Point labeling records
╭──
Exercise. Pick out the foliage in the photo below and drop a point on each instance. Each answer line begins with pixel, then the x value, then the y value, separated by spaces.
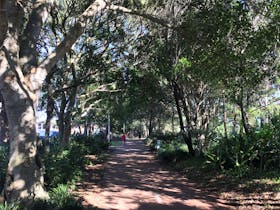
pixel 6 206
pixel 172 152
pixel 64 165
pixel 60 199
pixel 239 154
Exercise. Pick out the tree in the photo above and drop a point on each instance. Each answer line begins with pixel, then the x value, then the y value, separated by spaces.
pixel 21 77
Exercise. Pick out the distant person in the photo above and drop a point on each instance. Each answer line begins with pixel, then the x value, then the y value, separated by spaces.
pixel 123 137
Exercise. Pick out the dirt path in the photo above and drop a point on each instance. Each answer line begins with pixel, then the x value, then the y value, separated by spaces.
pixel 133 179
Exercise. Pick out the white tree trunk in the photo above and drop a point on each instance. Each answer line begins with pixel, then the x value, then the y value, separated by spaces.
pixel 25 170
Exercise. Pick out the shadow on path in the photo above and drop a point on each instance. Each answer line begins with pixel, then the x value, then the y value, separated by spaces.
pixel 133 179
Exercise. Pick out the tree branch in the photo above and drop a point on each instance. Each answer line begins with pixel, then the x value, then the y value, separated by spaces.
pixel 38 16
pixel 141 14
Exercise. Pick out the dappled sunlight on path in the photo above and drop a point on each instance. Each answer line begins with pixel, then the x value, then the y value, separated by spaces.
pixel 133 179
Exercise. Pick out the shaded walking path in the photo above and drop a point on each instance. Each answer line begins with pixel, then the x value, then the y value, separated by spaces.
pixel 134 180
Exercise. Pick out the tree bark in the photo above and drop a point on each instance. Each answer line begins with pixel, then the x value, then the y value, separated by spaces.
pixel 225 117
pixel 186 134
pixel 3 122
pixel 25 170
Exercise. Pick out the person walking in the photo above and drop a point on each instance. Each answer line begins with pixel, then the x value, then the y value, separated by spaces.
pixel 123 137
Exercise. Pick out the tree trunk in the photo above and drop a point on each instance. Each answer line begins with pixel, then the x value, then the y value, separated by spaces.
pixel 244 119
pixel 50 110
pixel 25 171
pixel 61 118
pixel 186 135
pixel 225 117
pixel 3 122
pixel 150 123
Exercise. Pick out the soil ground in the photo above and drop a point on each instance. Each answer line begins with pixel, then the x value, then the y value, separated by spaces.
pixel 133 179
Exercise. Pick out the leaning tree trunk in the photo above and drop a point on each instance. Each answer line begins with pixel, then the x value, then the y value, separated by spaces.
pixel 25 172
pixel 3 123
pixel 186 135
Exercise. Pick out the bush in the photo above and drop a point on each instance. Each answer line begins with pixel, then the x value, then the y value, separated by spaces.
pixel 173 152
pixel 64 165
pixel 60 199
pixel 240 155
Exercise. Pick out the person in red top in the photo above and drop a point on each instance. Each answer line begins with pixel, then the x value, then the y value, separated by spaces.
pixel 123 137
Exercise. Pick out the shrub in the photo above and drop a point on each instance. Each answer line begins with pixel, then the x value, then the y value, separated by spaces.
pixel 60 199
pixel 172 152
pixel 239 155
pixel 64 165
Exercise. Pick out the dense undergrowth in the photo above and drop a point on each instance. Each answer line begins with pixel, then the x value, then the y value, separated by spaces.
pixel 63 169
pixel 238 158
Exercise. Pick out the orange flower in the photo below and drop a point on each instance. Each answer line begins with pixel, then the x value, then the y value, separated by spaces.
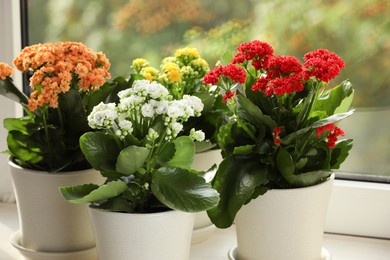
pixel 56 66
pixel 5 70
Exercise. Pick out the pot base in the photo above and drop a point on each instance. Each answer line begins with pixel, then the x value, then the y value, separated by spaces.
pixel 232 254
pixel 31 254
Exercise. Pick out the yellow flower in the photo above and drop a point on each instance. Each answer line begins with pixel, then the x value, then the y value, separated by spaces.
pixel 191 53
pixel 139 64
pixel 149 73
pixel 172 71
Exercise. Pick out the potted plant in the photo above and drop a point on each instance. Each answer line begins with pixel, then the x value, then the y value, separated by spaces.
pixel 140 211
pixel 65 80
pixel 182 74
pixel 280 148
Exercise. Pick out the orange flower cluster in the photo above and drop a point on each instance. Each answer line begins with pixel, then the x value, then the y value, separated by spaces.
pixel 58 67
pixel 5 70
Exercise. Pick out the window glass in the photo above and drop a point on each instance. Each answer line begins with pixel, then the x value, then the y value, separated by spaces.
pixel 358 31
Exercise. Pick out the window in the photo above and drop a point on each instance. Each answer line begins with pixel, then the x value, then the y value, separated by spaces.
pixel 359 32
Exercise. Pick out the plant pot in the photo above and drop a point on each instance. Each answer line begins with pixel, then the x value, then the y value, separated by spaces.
╰──
◆ **Exercise goal**
Copy every one of the records above word for word, but leave the pictures out.

◆ **Problem solution**
Exercise. Pick out the foliage in the photo below and drop a point on each instance. Each answer line begins with pixel, then the x value, then the y value, separated by spaces.
pixel 6 206
pixel 172 152
pixel 64 165
pixel 60 199
pixel 239 154
Exercise. Pick out the tree in the photo above and drop a point on each instance. Each answer line begins with pixel, then the x value, then the y value, separated by spaces.
pixel 21 77
Exercise. Pick out the distant person in the photo above and drop a point on each instance. Each answer line begins with pixel, then the x value, then the y value, separated by spaces.
pixel 123 137
Exercise. Pick out the dirt path in the photo above and drop a point on each instance. Each answer line begins with pixel, then the x value, then the y value, separated by spaces.
pixel 133 179
Exercise. Pick out the white tree trunk in the photo above and drop a point on each instance. Each answer line begins with pixel, then the x value, then the y value, separated by spaces.
pixel 25 170
Exercise. Pick out the shadow on path in the photo above and drop a point on each instance. Each answer line begins with pixel, then the x value, then the y value, separated by spaces.
pixel 133 179
Exercise. Pick out the tree branch in the photo above and drop a point on each instance. Each answer line begins with pixel, then the x value, then the y value, separated by spaces.
pixel 38 16
pixel 141 14
Exercise. Pick out the dappled sunlight on path in the photo above and drop a point on each instance. Each answer line begins with pixel, then the x value, then the y value, separated by spaces.
pixel 133 179
Exercise. Pick out the shaded walking path in the photo above and drop a point on each instance. Each answer line begins with pixel, then the x value, then the y value, separated by spaces.
pixel 134 180
Exercise. Pick out the tree bark in the photo above and drop a point on each instance. Each answer line begins with pixel, then the x value, then the y value, separated by spaces.
pixel 225 117
pixel 186 134
pixel 3 122
pixel 25 170
Exercise. Pick out the person walking in the photo above and drop a point on each instance. Each answer line begins with pixel, then the x value, then the y value, separated by spaces.
pixel 123 137
Exercise. Pick out the tree trunk in the photo above and drop a point on each instance. Each answer line begins with pixel, then the x value, then the y value, separated by spaces.
pixel 244 119
pixel 50 110
pixel 25 171
pixel 61 118
pixel 186 135
pixel 225 117
pixel 3 122
pixel 150 123
Exercise. Pick out the soil ground in the photo above and drop a point on each instance. Each answer line begins with pixel, then the x value, then the y value, separated by spaces.
pixel 133 179
Exercise. Pick out the leaning tree trunk in the photo above and drop a point on each instance. Each answer line begins with pixel, then the x value, then the y value, separated by spaces.
pixel 25 172
pixel 3 123
pixel 186 135
Exercise. Pick out the bush in the photo above and drop a point on each instance. Each answer line begins with pixel, then the x value, then the y value, separated by spaces.
pixel 173 152
pixel 64 165
pixel 60 199
pixel 240 155
Exercise. Pick out the person in red top in the photo above and drop a point on each instance. Each answer line begins with pixel, then the x value, then the y value, separated by spaces.
pixel 123 137
Exercise. Pick out the shrub in the photo above and drop a point on each instance. Each answer line begins with pixel, then the x value, then the y value, separated by spaces.
pixel 60 199
pixel 172 152
pixel 239 155
pixel 64 165
Exercise. Pick out the dense undergrowth in the photo above and drop a point on each instance. Each answer line begins with pixel, then the x value, then the y value, separated by spaces.
pixel 63 169
pixel 238 158
Exercise. Pick out the orange flower in the photo below and drop a point on each instance. Each answer line begins with pixel, then the x value, then the y value, separated by spaces.
pixel 56 66
pixel 5 70
Exercise. Pick out the pot base in the photo above and drop a point on each instance. Each answer line begins with pixel, then the x value, then the y value, separated by spaces.
pixel 232 254
pixel 31 254
Exercise. Pick out the yellow flower in the photo above and drop a point on each instance. Each answer line begins with pixel, then the x value, then the y value, separated by spaces.
pixel 191 53
pixel 139 64
pixel 149 73
pixel 172 71
Exercise. Pick out the potted plant in the photo above and drop a point on each instance. Each answer line begins with pixel, then the x value, then the y value, separated by spaces.
pixel 140 211
pixel 65 80
pixel 182 74
pixel 280 148
Exercise. Pick out the orange flower cluster in the photo above and drop a point on each instance. Each answer line begins with pixel, then the x value, then the y value, separated by spaces.
pixel 58 67
pixel 5 70
Exercise. Pick out the window glass in the photo above and drop a point on each instance. Each answer line begins with pixel, then the x value, then the y value, separated by spaces.
pixel 358 31
Exercise. Pick out the window in the photo above and drop a point on each instance. Each answer line begins with pixel, then the x value, then the y value, separated by spaces.
pixel 359 32
Exercise. Pick out the plant pot in the photo above and drop a point on each instance. Each answer line begins with pixel, then the x value, then the y value, separated by spaces.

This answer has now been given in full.